> _DOCUMENT PASSAGE_

‘Do you like to read romance novels? Wouldn’t you like to know more about your favorite authors? Well you came to the right place! Join the writers of Romance Weekly as we go behind the scenes of our books and tell all….. About our writing of course! Every week we’ll answer questions and after you’ve enjoyed the blog on this site we’ll direct you to another. So come back often for a thrilling ride! Tell your friends and feel free to ask us questions in the comment box.
The wonderful Ronnie Allen has challenged us this week.
1. When do you decide that you’ve done enough editing and changes would now be making it different, not better? So it’s the time to submit.
For me, that decision is instinctual. I write the first draft and know the story is incomplete. I edit and make changes until it is satisfying. And until I don’t keep coming up with questions, additions and changes in my head. Well…at least until they’re at a minimum.
2. When and how do you accept change advice by rejection letters and critique partners?

> _REQUIRED TASK 1_
Render the part of the records that opens with the line containing "outline overcast white sky" and closes with the line containing "[[3, 1], [0, 119], [625, 136], [600, 1]]", both included, as a Markdown table with columns named Row and Line. Leave out blank lines, and include no other lines.

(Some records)
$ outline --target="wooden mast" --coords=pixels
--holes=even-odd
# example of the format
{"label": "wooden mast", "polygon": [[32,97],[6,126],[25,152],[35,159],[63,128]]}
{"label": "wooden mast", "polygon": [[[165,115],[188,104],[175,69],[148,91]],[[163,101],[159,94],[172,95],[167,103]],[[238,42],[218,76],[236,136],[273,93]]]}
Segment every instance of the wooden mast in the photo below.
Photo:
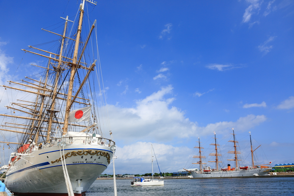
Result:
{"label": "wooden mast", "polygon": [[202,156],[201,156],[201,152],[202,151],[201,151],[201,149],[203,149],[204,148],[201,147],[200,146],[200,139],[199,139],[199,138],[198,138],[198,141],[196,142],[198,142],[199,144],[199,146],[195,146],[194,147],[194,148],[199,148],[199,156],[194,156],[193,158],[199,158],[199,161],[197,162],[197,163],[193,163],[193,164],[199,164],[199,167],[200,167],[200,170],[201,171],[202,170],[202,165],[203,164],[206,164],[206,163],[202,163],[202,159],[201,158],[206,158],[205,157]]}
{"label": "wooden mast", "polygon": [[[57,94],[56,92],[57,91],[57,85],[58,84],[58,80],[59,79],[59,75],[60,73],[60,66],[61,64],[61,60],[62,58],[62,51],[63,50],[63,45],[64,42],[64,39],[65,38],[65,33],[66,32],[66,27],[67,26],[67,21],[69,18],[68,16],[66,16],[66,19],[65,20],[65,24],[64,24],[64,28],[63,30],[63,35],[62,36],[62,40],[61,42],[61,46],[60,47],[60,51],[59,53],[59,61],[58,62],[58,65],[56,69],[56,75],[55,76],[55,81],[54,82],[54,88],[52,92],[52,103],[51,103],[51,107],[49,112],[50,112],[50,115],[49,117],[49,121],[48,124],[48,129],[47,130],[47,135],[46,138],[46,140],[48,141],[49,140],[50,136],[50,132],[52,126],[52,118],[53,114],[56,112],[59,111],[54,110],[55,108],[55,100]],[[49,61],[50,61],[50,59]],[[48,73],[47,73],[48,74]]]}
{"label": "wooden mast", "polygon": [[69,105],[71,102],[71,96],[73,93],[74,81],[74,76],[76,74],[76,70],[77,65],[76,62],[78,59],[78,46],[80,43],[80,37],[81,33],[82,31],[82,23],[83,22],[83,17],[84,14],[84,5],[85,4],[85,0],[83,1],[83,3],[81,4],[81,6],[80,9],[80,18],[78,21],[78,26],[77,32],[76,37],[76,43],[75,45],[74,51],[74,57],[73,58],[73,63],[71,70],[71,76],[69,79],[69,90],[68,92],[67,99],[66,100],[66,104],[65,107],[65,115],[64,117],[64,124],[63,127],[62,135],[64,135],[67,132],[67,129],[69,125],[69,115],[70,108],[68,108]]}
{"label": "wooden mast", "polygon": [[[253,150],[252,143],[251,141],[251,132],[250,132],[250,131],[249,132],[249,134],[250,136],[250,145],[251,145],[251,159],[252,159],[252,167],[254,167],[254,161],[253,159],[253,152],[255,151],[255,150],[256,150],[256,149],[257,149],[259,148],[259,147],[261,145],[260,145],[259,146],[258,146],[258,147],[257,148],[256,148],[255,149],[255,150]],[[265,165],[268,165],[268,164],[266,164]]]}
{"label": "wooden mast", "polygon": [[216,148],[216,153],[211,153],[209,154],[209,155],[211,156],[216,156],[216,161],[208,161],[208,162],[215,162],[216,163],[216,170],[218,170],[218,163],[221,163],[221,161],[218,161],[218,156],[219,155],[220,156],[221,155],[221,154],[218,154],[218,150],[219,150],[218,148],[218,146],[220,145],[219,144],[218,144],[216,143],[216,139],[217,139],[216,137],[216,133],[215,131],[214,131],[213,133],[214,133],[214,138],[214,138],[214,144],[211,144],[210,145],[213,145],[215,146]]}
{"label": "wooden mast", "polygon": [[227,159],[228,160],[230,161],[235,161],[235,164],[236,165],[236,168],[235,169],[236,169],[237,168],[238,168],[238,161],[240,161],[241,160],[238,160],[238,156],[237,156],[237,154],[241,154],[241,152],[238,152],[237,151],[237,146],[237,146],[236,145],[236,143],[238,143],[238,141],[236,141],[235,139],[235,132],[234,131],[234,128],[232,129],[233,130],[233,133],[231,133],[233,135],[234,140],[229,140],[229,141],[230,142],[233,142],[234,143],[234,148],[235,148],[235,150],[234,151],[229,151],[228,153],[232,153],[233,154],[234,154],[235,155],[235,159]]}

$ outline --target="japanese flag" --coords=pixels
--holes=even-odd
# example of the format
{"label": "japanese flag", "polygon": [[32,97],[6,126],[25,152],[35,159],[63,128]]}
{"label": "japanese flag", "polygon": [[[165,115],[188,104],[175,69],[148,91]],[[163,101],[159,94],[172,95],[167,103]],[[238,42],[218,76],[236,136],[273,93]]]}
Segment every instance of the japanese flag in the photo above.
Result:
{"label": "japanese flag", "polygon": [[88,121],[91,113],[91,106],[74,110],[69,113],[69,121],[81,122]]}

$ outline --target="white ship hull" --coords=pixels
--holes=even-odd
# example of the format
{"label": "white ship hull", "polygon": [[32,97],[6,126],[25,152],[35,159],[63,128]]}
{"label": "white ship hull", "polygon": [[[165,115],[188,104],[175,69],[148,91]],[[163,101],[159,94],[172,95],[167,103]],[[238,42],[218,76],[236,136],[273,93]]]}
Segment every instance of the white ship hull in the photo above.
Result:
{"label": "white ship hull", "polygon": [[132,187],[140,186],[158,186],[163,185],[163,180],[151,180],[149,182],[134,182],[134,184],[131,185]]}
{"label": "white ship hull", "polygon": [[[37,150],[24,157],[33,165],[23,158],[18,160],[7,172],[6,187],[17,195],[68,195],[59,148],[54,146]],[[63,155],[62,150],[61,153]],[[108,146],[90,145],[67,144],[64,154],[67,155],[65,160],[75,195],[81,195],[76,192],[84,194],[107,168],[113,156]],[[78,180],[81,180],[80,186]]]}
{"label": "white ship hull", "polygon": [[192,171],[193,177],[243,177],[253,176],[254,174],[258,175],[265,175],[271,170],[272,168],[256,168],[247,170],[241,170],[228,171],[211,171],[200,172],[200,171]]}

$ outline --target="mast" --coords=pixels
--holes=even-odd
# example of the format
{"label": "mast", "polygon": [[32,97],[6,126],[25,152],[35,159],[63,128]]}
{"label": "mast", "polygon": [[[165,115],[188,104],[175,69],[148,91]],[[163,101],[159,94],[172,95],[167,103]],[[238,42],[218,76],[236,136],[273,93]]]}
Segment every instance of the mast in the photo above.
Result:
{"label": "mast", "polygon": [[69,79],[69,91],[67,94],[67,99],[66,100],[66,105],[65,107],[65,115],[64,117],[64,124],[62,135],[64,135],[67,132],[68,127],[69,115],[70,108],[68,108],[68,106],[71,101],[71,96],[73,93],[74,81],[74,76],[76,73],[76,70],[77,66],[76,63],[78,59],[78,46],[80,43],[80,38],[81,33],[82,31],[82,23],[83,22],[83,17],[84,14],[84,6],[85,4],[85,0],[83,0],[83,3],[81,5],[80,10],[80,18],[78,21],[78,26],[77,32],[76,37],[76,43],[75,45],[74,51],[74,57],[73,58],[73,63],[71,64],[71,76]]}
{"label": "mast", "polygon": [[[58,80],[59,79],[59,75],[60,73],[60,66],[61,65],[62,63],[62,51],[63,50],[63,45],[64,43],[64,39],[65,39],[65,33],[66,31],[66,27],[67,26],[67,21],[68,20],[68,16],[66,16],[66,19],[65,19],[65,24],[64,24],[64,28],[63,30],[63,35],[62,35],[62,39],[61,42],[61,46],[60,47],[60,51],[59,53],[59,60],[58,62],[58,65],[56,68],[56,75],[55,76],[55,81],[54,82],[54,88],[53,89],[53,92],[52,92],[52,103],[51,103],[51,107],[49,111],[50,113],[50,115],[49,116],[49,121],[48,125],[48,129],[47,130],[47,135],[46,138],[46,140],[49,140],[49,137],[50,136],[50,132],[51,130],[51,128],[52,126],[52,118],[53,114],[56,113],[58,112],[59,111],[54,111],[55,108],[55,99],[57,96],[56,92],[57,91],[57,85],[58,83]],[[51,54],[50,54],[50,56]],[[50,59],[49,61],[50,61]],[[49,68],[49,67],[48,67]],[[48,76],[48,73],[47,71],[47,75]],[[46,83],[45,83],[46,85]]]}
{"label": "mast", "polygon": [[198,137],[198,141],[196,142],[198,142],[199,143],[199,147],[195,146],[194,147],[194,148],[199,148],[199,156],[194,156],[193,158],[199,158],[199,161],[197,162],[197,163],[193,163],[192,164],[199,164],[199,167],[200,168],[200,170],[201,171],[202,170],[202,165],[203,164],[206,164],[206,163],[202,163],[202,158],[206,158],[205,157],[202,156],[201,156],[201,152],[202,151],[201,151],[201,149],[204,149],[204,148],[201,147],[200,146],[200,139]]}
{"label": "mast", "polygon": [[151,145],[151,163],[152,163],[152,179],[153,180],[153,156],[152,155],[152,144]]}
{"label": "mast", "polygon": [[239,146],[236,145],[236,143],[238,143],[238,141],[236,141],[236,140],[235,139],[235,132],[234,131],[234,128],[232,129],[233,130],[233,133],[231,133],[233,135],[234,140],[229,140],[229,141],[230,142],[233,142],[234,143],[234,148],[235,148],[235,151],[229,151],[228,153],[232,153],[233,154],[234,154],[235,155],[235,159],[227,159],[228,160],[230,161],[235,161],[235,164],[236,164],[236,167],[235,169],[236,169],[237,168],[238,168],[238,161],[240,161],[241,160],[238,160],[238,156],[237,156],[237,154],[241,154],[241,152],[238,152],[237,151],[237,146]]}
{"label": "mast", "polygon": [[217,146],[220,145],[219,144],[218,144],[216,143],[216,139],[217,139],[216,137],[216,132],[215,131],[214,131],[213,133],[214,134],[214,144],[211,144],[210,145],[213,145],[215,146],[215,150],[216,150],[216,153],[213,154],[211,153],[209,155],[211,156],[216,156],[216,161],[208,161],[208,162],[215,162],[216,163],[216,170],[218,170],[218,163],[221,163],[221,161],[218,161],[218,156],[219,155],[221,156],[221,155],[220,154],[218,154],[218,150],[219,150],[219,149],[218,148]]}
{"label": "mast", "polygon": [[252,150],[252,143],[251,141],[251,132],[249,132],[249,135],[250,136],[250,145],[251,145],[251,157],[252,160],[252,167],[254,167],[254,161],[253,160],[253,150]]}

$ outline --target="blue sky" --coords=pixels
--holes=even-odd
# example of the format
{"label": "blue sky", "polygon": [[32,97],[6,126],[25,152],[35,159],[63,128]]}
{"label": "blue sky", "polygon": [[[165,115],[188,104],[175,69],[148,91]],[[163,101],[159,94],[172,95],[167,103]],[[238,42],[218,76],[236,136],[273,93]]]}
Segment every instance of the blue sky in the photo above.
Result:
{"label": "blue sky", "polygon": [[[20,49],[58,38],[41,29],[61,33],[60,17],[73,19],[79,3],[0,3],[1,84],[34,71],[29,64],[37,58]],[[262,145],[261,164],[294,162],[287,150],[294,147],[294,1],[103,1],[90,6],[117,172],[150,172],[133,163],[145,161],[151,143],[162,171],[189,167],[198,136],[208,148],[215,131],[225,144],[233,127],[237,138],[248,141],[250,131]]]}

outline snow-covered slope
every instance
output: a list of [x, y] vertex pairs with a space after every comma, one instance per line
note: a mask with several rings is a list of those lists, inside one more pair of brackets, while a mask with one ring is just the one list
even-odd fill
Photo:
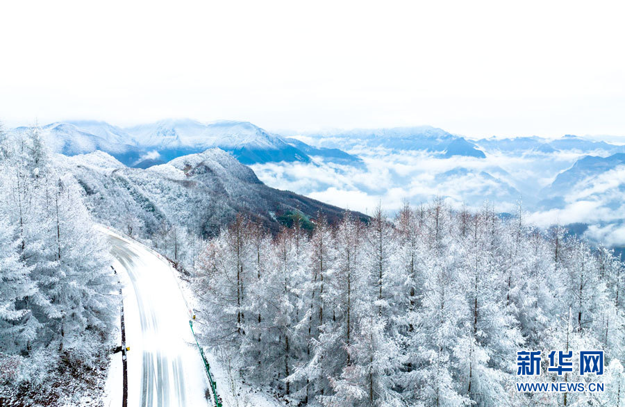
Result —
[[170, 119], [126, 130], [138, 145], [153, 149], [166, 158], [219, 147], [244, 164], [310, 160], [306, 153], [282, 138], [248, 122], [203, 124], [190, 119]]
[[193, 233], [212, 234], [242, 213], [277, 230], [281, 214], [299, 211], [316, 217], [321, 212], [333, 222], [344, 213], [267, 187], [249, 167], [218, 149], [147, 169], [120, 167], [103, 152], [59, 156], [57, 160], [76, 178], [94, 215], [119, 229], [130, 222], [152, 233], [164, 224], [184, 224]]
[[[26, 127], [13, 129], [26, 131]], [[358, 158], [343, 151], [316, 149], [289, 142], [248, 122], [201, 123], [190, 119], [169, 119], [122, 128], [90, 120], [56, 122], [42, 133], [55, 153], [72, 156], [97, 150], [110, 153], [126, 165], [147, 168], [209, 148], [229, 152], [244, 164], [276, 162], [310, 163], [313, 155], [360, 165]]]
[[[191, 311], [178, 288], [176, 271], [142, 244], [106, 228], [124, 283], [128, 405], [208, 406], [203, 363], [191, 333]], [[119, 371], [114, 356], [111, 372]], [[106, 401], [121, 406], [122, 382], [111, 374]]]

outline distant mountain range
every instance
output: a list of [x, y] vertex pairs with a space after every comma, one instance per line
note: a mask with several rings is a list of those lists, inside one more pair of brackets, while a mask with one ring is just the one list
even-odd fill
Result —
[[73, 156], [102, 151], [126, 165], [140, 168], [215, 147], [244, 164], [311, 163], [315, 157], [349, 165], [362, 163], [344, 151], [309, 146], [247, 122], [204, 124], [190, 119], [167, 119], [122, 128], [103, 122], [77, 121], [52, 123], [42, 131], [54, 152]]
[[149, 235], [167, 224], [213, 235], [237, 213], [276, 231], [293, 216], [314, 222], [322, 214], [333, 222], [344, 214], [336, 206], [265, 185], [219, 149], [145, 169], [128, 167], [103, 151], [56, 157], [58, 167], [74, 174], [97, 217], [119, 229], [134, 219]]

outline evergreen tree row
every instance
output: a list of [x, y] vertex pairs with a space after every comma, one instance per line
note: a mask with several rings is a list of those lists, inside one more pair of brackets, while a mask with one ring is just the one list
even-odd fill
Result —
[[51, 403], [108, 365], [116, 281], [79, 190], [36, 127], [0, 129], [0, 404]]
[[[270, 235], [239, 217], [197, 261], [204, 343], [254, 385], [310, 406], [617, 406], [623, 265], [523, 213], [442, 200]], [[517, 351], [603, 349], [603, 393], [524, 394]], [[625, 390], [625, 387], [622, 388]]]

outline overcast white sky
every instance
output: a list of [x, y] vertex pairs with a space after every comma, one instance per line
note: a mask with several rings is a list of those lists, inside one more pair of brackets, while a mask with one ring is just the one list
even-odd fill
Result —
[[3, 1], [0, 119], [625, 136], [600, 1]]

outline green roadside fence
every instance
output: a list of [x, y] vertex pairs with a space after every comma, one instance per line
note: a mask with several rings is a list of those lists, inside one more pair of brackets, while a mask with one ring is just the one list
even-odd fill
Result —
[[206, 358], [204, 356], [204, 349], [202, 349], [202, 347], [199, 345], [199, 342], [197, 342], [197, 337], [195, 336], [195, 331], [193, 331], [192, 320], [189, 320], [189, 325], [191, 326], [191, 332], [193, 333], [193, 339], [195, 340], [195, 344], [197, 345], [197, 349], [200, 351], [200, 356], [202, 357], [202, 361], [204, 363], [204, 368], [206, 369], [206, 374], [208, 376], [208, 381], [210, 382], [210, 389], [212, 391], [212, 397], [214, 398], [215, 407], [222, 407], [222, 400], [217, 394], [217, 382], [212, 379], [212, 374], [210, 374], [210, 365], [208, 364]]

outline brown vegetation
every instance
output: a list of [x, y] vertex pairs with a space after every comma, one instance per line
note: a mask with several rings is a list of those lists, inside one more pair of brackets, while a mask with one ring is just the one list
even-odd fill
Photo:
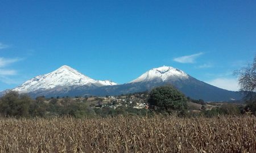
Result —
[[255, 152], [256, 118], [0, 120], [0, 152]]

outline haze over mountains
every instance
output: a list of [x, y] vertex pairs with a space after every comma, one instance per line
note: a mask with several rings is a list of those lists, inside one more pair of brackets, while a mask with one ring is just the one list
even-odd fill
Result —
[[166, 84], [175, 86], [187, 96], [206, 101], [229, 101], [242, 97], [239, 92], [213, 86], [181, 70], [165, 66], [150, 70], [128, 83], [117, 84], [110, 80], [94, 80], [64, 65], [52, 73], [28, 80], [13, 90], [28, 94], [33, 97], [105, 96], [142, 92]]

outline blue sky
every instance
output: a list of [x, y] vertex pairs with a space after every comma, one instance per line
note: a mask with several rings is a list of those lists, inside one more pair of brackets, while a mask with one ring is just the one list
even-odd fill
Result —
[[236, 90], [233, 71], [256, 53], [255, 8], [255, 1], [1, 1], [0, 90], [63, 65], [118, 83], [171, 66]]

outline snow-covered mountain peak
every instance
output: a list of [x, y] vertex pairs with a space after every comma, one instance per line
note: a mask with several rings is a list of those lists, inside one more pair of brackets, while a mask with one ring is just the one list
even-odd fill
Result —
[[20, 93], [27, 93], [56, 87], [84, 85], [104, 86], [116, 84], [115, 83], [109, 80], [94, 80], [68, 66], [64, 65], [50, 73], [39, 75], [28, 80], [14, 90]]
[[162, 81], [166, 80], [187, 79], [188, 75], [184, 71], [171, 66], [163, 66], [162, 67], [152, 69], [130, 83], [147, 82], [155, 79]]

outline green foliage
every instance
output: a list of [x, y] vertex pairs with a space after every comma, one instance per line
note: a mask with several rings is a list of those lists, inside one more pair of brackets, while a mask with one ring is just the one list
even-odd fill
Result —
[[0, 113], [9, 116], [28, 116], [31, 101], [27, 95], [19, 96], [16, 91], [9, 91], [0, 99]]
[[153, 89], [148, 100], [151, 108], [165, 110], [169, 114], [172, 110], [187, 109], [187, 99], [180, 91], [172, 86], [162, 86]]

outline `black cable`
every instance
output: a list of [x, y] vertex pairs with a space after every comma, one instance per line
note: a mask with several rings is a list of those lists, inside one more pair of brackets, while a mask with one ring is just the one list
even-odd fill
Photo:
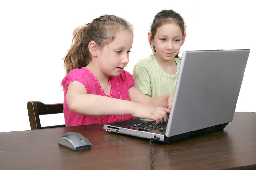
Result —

> _REQUIRED TASK 2_
Quote the part of the Romance Weekly blog post that opens with the words containing "The wonderful Ronnie" and closes with the words containing "at a minimum.".

> _RIGHT ANSWER 1_
| Row | Line |
|---|---|
| 1 | outline overcast white sky |
| 2 | every instance |
| 3 | output: a list of [x, y] vertex pairs with a space after every comma, one instance per line |
| 4 | note: a mask with several rings is a list of those lists, inside one more pair of brackets, while a mask with one ring is just the one list |
| 5 | even-odd fill |
| 6 | Result — |
| 7 | [[3, 1], [0, 119], [625, 136], [600, 1]] |

> _RIGHT ANSWER 2_
The wonderful Ronnie Allen has challenged us this week.
1. When do you decide that you’ve done enough editing and changes would now be making it different, not better? So it’s the time to submit.
For me, that decision is instinctual. I write the first draft and know the story is incomplete. I edit and make changes until it is satisfying. And until I don’t keep coming up with questions, additions and changes in my head. Well…at least until they’re at a minimum.